Top of Dataset content

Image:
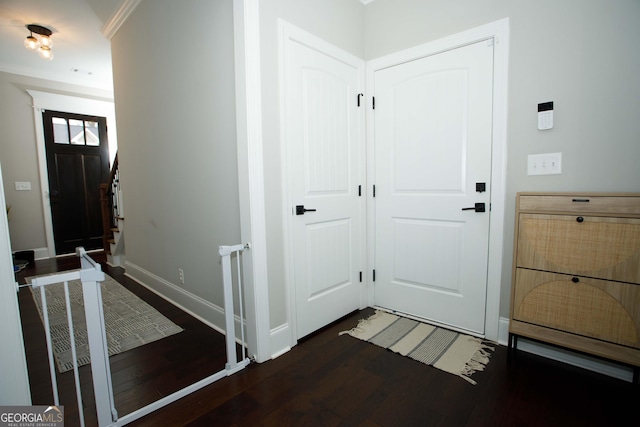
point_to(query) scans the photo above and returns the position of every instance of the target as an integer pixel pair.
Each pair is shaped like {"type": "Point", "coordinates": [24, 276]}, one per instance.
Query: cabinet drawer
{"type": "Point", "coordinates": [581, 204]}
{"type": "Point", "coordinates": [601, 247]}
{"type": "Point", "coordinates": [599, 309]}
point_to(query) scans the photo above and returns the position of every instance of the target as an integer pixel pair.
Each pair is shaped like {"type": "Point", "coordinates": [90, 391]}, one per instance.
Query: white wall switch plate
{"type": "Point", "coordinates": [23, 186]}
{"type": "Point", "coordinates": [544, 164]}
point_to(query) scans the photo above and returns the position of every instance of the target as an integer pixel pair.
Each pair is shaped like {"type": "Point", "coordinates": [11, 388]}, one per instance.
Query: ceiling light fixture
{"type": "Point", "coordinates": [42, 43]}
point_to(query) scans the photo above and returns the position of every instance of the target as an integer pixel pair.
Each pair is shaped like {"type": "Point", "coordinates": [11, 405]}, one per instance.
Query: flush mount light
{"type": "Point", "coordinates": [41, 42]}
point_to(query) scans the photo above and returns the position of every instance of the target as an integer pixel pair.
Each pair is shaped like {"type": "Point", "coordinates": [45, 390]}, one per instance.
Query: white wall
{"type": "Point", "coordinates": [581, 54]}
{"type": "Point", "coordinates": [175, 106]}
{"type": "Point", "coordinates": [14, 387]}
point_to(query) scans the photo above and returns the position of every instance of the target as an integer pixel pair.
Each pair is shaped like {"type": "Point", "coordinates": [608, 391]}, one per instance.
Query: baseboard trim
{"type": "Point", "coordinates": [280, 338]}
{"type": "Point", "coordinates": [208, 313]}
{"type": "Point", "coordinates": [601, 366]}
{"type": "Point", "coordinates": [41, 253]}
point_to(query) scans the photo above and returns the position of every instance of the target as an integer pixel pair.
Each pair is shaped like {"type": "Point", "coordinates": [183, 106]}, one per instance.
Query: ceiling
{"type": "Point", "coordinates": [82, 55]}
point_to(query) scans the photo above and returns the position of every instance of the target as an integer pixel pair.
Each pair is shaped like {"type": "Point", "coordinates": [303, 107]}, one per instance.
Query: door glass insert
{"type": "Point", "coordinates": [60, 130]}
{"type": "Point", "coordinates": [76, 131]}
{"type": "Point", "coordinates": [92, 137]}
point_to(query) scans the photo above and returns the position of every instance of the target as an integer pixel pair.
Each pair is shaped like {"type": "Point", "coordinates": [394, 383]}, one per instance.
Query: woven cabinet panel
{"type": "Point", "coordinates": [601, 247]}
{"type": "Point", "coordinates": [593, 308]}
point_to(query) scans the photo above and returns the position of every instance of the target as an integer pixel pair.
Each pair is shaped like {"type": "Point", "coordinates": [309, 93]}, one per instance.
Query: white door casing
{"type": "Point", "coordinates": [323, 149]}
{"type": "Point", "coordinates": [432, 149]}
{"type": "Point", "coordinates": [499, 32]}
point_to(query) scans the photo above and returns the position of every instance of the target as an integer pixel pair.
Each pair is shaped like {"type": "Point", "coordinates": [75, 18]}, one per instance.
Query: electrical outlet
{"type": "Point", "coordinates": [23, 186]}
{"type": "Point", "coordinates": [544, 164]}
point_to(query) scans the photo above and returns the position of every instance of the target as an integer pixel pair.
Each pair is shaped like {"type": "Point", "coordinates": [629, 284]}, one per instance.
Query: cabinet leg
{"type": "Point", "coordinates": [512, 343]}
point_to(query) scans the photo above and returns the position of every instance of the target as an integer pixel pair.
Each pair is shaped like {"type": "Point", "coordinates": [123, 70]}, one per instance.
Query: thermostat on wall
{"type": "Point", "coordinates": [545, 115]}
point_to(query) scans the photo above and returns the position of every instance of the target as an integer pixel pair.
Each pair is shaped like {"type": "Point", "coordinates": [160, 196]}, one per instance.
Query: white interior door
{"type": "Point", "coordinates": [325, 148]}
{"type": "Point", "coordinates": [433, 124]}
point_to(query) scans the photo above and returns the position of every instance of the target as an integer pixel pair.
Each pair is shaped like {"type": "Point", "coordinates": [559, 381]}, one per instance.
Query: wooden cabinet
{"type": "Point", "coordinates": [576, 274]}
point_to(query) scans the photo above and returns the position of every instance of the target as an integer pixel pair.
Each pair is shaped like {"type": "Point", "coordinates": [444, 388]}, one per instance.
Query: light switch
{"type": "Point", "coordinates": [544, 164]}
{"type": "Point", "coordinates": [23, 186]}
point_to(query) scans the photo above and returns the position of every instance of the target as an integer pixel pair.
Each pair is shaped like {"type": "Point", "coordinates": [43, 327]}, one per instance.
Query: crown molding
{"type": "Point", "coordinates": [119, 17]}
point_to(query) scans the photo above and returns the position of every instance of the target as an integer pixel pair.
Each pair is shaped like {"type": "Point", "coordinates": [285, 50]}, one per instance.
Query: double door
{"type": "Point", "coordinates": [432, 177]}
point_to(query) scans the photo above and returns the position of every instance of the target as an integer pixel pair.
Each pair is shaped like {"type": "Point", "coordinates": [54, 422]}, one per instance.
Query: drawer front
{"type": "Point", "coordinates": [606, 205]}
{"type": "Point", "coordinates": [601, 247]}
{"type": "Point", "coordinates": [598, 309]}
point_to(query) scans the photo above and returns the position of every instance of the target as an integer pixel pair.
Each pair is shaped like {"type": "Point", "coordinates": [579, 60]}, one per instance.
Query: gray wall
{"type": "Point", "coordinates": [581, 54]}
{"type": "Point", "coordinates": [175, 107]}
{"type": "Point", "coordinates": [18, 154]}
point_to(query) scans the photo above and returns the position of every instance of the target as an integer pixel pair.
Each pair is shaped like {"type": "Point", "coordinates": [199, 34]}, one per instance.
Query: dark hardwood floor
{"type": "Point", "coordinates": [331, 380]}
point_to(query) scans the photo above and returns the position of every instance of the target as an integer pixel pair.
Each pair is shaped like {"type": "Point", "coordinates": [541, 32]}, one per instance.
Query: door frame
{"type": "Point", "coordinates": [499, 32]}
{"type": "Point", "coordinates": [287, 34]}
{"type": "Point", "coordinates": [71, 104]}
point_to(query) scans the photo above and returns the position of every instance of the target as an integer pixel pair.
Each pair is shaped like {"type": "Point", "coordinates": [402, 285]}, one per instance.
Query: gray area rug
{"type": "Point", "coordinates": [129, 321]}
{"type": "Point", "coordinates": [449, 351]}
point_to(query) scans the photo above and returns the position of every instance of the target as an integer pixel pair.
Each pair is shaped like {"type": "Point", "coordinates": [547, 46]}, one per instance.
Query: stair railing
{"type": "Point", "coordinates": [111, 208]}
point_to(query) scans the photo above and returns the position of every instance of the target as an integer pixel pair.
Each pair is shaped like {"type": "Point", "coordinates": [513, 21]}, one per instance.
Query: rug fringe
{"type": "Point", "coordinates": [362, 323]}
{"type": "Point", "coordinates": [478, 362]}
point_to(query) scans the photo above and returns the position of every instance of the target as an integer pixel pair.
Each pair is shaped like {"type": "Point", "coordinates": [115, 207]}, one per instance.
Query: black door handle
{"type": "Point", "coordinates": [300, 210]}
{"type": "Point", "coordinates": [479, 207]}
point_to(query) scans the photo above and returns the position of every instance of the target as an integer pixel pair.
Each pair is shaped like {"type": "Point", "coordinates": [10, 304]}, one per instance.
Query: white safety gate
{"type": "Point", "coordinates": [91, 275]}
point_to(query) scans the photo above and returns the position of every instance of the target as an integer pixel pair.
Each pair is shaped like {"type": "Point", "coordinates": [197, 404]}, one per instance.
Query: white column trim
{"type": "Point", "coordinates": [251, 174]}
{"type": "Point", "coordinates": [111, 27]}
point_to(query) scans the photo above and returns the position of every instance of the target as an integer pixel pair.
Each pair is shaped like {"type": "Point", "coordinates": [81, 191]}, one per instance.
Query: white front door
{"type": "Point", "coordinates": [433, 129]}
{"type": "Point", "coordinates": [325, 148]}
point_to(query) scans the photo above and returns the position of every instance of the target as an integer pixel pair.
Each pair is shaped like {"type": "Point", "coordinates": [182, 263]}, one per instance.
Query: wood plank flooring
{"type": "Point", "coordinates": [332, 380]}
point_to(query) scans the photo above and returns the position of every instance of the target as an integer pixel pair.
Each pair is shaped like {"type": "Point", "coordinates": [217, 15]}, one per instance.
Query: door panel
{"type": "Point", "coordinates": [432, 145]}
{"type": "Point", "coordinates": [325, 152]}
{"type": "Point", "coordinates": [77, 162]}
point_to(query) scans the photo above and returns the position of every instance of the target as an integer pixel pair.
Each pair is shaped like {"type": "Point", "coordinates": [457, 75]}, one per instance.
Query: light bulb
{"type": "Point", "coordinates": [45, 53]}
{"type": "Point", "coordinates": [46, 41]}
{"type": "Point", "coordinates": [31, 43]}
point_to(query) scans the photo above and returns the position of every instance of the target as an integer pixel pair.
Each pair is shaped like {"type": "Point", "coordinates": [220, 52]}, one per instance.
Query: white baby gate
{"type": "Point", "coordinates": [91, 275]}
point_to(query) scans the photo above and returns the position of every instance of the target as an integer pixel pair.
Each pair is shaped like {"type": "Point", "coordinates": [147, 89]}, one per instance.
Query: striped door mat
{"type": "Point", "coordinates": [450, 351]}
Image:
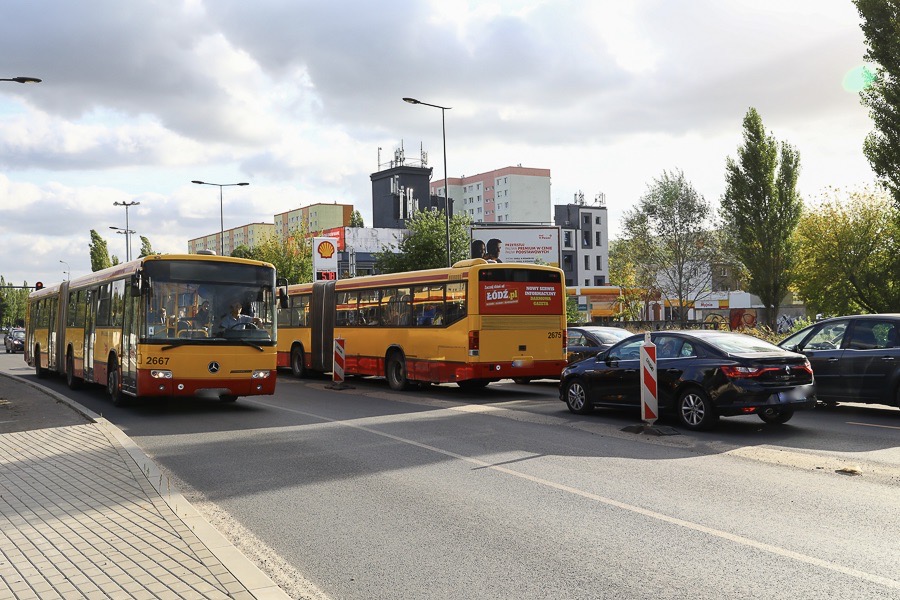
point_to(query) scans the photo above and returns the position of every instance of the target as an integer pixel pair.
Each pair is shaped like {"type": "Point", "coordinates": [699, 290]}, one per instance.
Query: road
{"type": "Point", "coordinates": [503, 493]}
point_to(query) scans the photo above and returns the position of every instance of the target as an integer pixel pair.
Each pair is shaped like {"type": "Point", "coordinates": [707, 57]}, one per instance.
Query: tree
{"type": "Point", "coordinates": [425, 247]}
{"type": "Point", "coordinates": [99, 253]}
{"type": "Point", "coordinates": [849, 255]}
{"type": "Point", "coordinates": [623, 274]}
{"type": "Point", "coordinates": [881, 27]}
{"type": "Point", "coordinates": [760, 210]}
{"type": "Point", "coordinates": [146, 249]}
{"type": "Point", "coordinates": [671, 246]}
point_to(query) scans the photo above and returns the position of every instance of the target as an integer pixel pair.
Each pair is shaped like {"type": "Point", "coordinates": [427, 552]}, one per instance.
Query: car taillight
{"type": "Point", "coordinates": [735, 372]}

Bottom of Dataset content
Top of Dataset content

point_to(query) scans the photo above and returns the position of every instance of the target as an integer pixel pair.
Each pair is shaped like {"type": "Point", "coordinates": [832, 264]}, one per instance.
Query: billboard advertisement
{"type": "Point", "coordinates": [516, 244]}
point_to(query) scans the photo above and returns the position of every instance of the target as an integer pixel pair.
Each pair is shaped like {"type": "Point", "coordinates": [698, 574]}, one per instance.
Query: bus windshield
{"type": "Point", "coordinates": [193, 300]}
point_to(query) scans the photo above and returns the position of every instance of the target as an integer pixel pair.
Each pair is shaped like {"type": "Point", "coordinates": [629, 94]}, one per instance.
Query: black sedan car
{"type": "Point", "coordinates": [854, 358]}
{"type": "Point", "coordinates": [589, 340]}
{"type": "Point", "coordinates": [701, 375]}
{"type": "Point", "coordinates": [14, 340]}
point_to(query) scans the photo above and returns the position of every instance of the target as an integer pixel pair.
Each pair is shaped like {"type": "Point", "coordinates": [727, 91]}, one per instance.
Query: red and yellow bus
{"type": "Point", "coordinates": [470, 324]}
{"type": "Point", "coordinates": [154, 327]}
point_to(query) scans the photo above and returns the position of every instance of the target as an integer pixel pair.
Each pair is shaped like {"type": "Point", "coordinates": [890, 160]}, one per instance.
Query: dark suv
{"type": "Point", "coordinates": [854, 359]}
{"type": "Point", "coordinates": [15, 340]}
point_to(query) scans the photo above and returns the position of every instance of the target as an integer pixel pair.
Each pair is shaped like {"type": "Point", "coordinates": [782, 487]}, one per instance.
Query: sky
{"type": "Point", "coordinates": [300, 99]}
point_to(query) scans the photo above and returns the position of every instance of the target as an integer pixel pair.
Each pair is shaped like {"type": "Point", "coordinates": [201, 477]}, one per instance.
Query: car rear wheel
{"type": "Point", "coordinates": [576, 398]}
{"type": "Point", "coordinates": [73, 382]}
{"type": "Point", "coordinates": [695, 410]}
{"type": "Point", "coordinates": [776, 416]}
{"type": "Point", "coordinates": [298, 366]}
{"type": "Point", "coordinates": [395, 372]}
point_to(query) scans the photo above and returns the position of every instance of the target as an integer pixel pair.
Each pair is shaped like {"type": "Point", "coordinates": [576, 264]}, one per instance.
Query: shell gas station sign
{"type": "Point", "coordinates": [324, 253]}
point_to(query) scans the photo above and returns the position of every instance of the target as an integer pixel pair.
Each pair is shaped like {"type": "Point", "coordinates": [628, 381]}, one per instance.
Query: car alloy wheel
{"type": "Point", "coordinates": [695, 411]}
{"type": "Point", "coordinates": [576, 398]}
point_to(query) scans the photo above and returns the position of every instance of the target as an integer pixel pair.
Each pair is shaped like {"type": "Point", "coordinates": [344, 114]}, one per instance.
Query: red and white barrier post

Bottom of Dataset content
Top of Dataset content

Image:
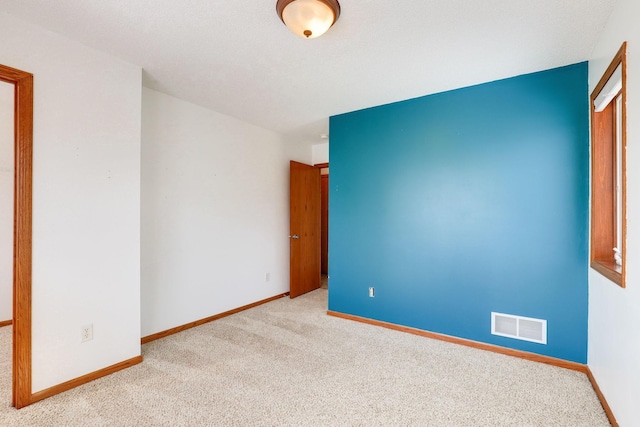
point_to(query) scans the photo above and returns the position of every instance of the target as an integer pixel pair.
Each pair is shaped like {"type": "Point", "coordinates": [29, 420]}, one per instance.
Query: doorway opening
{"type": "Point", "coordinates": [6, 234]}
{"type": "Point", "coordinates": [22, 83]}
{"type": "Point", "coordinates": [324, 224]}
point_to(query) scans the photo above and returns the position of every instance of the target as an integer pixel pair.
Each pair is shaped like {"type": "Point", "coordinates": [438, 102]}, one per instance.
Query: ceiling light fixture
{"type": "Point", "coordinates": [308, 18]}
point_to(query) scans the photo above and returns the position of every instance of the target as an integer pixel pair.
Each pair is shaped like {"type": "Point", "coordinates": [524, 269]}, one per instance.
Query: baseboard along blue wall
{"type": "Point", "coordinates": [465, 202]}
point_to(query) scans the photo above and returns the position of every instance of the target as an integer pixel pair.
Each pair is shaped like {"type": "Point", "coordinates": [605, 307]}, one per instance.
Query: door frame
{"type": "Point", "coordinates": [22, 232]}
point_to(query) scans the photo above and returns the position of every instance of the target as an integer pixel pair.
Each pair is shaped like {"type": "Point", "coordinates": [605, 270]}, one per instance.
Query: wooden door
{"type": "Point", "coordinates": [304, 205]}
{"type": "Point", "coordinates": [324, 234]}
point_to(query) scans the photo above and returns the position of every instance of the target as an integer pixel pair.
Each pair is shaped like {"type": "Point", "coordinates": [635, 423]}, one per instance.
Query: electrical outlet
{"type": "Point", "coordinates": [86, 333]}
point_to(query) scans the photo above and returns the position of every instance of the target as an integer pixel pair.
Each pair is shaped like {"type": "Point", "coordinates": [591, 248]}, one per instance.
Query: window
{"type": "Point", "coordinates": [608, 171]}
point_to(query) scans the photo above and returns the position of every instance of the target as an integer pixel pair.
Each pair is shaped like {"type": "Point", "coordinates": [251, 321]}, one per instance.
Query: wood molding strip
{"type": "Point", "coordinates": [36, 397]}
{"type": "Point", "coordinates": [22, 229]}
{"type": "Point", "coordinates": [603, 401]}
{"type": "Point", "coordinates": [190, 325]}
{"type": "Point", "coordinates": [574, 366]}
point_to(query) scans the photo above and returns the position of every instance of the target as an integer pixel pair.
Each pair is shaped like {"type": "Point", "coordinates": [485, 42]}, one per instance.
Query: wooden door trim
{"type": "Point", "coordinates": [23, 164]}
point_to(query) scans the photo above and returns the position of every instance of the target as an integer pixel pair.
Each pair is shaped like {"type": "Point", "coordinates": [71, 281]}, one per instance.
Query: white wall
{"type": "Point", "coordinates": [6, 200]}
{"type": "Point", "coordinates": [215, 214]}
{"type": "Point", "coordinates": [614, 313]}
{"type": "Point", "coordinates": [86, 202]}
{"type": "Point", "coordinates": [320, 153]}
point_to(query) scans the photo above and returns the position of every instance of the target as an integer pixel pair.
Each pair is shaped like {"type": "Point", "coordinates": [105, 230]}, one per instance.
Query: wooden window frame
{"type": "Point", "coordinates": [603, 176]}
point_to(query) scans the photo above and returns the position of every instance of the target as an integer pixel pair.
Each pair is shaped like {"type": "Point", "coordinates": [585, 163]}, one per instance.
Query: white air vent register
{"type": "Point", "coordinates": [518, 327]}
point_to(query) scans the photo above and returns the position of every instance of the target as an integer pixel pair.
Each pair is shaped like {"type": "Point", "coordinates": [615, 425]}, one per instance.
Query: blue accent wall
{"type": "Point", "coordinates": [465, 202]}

Bottom of Dataset content

▸ **Required action**:
Where the listing above reaches the line that contains "Query: shell gas station sign", start retyping, and finish with the line that contains "Query: red and white barrier post"; reproduce those lines exactly and no others.

▸ **Exercise response**:
Query: shell gas station sign
{"type": "Point", "coordinates": [324, 253]}
point_to(query) scans the photo above and returns the position of every instance of the target as an integer pixel pair.
Each pair is shaped like {"type": "Point", "coordinates": [628, 381]}, one per instance.
Query: car alloy wheel
{"type": "Point", "coordinates": [695, 411]}
{"type": "Point", "coordinates": [576, 398]}
point_to(query) scans the photo above and returns the position of every instance of the target as an integer pixel pair.
Each pair is shaped like {"type": "Point", "coordinates": [344, 114]}, one per instance.
Query: red and white barrier post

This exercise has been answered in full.